## [Work to complete]
a. Using the passage on electricity market features, answer these:
(i) Which two markets does the model assume?
(ii) Which suppliers alone have budgets for speculative trading?
(iii) Where on the merit order curve are renewable sources such as solar, wind, and hydroelectric power located?
b. Supply the next part of the passage on electricity market features, starting after its final sentence.

## [Passage shown]
3. Model Bases and Materials: Electricity Market Features

Our model was created based on the features of these JEPX market attributions. The following conditions are assumed in our model.
  • Cost function follows the “merit order curve”.
  • There are two types of suppliers: normal and renewable suppliers.
  • There are two markets: forward market and spot market.
  • Consumers’ demand curve is inelastic to the price.
  • Only non-renewable suppliers have budgets for speculative trading.
  • All suppliers and consumers are price-takers.
Since the marginal cost is almost constant under the same power generation method, the power generation company efficiently generates power to meet the limits such that marginal costs remain low in accordance with the demand.
In a power market, “merit order effect” is used as a term to describe the mechanism by which the market price is determined. The electric power supply is determined based on the “merit order”; among these, the sources with the cheapest marginal costs (mostly renewable energy sources such as wind power, solar energy, hydroelectric power, and nuclear power) will be sold more quickly. Renewable energy sources such as photovoltaic solar power, wind power, and hydroelectric power are located at the left end in the merit order curve because they have little marginal costs. Based on this, nuclear power, coal, oil, and natural gas follow in order (see Figure 1).
For the purposes of this study, we assumed that there are two types of suppliers: normal suppliers and renewable suppliers. Although regional monopolistic companies participate in the electricity market, there are no regional differences in power prices in areas other than Hokkaido, and, as a result of inter-regional competition, a single company cannot wield exclusive market power in JEPX. Recently, new suppliers who deal with renewable energy sources have begun to participate in JEPX, but most of them are small and local companies.

(Collected data)
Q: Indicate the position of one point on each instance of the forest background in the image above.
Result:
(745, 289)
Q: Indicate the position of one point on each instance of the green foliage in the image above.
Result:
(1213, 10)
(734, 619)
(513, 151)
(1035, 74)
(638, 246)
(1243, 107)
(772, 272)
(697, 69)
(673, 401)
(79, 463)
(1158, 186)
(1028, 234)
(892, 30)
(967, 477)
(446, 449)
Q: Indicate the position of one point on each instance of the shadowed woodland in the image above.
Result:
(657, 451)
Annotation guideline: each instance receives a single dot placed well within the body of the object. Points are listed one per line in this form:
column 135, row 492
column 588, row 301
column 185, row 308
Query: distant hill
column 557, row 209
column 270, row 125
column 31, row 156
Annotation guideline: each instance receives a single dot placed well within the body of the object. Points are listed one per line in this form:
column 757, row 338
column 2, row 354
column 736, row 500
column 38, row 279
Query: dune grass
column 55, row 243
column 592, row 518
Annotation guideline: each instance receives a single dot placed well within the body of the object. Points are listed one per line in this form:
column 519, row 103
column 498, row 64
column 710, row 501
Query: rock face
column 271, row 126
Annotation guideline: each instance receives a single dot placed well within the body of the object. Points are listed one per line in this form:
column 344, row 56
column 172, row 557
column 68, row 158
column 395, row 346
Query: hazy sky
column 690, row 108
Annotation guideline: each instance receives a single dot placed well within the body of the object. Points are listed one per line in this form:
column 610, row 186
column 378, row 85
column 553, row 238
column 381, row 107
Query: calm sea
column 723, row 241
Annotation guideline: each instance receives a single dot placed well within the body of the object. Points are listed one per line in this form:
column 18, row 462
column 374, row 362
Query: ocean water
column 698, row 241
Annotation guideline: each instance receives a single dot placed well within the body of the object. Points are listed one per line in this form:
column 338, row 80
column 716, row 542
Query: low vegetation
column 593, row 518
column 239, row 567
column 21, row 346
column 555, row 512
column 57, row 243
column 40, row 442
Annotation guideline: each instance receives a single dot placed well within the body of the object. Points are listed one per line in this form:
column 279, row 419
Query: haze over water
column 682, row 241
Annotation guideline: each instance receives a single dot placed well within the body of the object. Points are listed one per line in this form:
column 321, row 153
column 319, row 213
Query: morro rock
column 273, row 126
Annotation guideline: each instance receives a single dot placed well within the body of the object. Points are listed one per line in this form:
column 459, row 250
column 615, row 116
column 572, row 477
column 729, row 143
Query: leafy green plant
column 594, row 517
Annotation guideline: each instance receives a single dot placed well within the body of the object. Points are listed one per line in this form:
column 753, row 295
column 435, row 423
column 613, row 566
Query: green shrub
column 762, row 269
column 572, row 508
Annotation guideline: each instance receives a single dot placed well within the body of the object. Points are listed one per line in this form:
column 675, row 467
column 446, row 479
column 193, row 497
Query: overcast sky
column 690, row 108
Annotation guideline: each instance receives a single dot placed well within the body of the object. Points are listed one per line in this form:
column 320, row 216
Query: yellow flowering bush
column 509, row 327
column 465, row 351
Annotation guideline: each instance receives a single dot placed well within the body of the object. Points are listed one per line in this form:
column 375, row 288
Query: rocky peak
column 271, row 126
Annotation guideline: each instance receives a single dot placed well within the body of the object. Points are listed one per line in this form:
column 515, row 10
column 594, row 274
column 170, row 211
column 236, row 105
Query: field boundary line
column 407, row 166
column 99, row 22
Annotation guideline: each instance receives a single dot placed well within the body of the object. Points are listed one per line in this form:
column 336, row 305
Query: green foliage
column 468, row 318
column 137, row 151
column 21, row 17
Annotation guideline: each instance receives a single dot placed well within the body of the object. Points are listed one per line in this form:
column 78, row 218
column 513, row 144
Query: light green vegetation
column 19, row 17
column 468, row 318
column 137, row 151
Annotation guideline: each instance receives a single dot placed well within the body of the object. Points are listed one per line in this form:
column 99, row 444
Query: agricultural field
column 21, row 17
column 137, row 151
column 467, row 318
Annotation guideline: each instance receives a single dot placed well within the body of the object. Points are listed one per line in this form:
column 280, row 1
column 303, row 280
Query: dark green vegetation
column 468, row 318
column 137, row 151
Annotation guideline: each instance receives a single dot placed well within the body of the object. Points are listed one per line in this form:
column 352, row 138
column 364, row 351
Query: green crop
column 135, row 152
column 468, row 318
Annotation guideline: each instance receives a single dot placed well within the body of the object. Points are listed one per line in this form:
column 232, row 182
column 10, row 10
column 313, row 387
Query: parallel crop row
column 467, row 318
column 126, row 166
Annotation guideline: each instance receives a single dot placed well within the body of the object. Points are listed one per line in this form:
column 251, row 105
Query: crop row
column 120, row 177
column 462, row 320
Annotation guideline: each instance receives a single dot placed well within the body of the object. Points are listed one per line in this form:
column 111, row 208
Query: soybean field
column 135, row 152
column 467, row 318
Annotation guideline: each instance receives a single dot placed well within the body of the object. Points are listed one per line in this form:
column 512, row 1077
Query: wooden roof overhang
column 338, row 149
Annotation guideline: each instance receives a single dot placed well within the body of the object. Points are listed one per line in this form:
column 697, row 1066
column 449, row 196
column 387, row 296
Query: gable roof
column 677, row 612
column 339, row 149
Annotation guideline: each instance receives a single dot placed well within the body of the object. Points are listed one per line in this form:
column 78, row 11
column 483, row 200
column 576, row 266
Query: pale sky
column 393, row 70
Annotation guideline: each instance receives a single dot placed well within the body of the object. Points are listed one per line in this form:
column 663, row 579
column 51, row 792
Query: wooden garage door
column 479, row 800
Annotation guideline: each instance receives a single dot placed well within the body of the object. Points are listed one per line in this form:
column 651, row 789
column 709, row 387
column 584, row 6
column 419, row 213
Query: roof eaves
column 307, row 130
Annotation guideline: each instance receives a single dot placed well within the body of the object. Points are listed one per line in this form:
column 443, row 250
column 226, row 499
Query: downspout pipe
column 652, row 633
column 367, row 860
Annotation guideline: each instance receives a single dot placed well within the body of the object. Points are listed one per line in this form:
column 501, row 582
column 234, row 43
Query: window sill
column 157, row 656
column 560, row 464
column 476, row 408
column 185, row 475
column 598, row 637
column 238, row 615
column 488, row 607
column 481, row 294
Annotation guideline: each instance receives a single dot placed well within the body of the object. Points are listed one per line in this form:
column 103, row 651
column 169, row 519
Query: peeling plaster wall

## [Answers for this exercise]
a.
(i) A forward market and a spot market.
(ii) Non-renewable suppliers.
(iii) At the left end.

b.
This paper’s major results include determining the relationship between forward price and spot price. Two types of products are currently being traded on JEPX: spot market products and forward market products. Moreover, there are four types of forward products: monthly 24-h products, weekly 24-h products, monthly daytime products, and weekly daytime products. For simplicity, we assume that there are two market types in the model: spot market and forward market.
Power demand also has specific characteristics in economic theories. It is well-known that electricity demand is very inelastic to price. Naturally, a major reason is that electricity is an essential item. Electric power is one of the essential infrastructures of modern society, and it is very difficult to live without electric power in countries where urbanization has advanced. The difficulty of saving electricity is another factor of the inelasticity. If an appropriate storage system is not in place, it is inflexible with respect to price, as it is impossible to buy electricity when its price is low and to consume it when its price is high.
In our model, electricity was supplied through two resources: renewable resources where the marginal costs are zero and non-renewable energy resources, such as thermal power, where the marginal costs can be denoted with a positive real number a.
Our model is based on the particular situation of JEPX. In Japan, JEPX, the only power trading market, was established during the trend of electricity liberalization. JEPX was established through investments from electric power companies and new electric power companies, and started trading from 2005 onwards. Since only members of JEPX can trade in the market, general consumers cannot buy electricity directly. Therefore, we assumed that all market players were price-takers. No one has the market power required for controlling electricity prices.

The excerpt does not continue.